__Prompt__. Rewrite everything from the start of the rows down to the line containing "positive clicks: (392, 116) (386, 94)", replacing "negative clicks" with "exclusion clicks" and leaving all else unchanged.
BEGIN Data section
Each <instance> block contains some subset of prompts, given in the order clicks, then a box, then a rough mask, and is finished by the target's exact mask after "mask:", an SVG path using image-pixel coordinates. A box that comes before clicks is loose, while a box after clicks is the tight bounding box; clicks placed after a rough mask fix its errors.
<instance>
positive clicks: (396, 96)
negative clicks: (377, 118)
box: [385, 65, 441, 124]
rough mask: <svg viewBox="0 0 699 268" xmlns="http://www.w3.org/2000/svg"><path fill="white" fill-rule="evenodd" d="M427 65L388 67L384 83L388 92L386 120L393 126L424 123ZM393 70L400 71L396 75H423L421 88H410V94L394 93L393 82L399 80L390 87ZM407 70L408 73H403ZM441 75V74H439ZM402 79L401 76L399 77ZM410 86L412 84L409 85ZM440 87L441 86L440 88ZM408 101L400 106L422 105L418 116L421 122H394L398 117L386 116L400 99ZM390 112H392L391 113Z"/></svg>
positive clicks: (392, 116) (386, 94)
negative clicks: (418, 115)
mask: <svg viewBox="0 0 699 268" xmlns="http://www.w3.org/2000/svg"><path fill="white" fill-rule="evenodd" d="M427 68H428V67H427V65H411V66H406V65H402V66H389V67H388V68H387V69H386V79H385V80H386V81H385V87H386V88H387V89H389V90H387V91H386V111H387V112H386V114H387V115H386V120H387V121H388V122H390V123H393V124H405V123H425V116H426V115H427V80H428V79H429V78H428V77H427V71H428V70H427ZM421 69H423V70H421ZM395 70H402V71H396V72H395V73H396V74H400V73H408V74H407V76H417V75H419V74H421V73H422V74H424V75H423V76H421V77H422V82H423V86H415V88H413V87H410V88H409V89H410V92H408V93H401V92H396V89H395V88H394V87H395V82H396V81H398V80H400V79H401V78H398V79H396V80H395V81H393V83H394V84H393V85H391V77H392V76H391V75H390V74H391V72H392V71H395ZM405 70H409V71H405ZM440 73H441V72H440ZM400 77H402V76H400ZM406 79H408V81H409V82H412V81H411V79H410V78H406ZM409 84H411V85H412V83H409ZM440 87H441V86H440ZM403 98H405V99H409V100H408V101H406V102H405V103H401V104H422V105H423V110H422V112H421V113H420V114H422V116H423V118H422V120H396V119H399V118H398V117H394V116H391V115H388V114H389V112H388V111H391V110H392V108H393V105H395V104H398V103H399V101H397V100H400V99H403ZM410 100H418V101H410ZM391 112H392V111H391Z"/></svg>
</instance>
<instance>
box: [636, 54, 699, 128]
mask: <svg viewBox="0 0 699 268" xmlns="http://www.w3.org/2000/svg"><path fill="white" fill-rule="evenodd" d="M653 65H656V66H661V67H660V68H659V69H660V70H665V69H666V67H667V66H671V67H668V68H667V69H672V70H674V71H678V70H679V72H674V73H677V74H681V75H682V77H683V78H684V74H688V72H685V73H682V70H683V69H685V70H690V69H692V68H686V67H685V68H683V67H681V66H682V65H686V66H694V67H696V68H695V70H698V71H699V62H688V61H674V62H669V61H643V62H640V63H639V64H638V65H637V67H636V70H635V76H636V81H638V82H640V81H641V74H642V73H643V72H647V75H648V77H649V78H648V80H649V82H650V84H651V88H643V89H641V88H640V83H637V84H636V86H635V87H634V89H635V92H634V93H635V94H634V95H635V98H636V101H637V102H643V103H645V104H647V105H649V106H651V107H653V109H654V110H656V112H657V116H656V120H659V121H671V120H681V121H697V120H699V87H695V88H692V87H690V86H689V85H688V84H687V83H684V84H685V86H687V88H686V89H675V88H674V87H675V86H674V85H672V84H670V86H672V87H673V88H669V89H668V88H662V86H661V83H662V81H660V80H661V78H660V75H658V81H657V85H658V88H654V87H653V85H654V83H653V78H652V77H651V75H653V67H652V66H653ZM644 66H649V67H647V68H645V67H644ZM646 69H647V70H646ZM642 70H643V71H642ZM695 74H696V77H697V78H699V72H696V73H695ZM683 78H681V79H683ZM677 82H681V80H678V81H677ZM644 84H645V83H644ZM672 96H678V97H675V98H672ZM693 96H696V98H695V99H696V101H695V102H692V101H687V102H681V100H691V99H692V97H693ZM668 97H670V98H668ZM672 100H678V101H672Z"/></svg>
END Data section
__Expected answer__.
Each <instance> block contains some subset of prompts, given in the order clicks, then a box, then a rough mask, and is finished by the target's exact mask after "mask:", an SVG path using image-pixel coordinates. A box that comes before clicks is loose, while a box after clicks is the tight bounding box; clicks placed after a rough mask fix its errors.
<instance>
positive clicks: (396, 96)
exclusion clicks: (377, 118)
box: [385, 65, 441, 124]
rough mask: <svg viewBox="0 0 699 268" xmlns="http://www.w3.org/2000/svg"><path fill="white" fill-rule="evenodd" d="M427 65L388 67L384 83L388 92L386 120L393 126L424 123ZM393 70L400 71L396 75H423L421 88H410V94L394 93L393 82L399 80L390 87ZM407 70L408 73H403ZM441 75V74H439ZM402 79L401 76L399 77ZM410 86L412 84L409 85ZM440 87L441 86L440 88ZM408 101L400 106L422 105L418 116L421 122H394L398 117L386 116L400 99ZM390 112H392L391 113Z"/></svg>
positive clicks: (392, 116) (386, 94)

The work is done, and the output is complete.